C’est facile de partir en randonnée quand on est né du côté d’Annecy ou de Toulouse. Ça l’est beaucoup moins quand on s’appelle Imane, Naissa et Sélima, vingt ans à peine, et qu’on vient du 93, en banlieue parisienne, l’un des départements les plus décriés de France, l’un des plus touchés aussi par le Covid-19. Aussi quand au sortir du confinement, en juin dernier, l’association APART, soutenue par HOKA ONE ONE, leur propose de gravir un sommet en Haute-Savoie, le Trélod, dans le massif des Bauges, ça ne leur dit pas grand-chose, mais elles disent oui tout de suite. Une expérience bouleversante.
==================================================
» Consigne 1:
Restituez à l'identique le passage retenu entre « C’est facile de » et « Une expérience bouleversante. », bornes incluses.
» Consigne 2:
Répondez aux questions suivantes d'après le passage retenu :
(a) Quel âge ont Imane, Naissa et Sélima ?
(b) Dans quel massif se situe le Trélod ?
(c) Quelle association leur propose de gravir ce sommet ?
==================================================
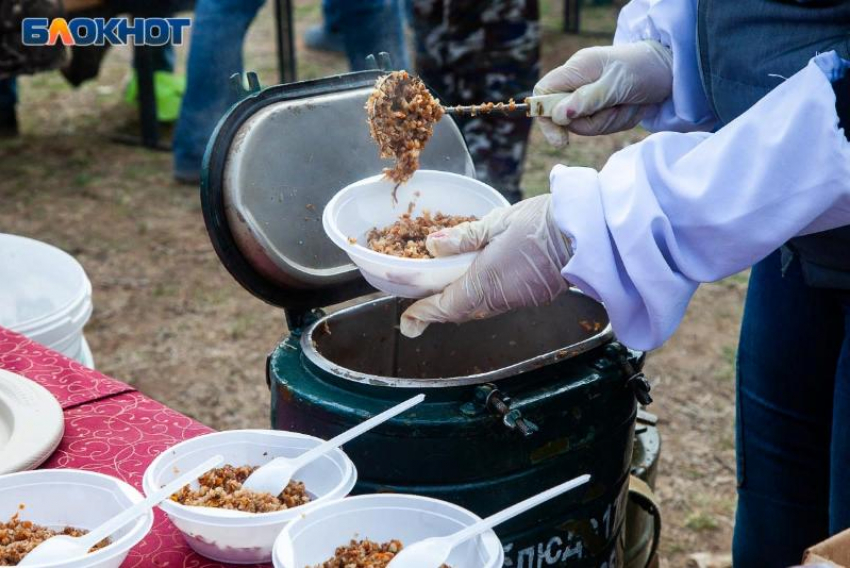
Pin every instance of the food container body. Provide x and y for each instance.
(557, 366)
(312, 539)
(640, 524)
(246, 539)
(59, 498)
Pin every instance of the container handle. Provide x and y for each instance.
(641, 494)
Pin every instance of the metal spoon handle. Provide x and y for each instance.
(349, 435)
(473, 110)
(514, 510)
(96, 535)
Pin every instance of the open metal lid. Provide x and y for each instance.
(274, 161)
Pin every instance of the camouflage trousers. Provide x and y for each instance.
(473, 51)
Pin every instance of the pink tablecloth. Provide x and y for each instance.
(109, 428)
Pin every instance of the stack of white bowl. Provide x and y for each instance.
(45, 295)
==================================================
» Réponse attendue 1:
C’est facile de partir en randonnée quand on est né du côté d’Annecy ou de Toulouse. Ça l’est beaucoup moins quand on s’appelle Imane, Naissa et Sélima, vingt ans à peine, et qu’on vient du 93, en banlieue parisienne, l’un des départements les plus décriés de France, l’un des plus touchés aussi par le Covid-19. Aussi quand au sortir du confinement, en juin dernier, l’association APART, soutenue par HOKA ONE ONE, leur propose de gravir un sommet en Haute-Savoie, le Trélod, dans le massif des Bauges, ça ne leur dit pas grand-chose, mais elles disent oui tout de suite. Une expérience bouleversante.

» Réponse attendue 2:
(a) Vingt ans à peine.
(b) Le massif des Bauges.
(c) L'association APART.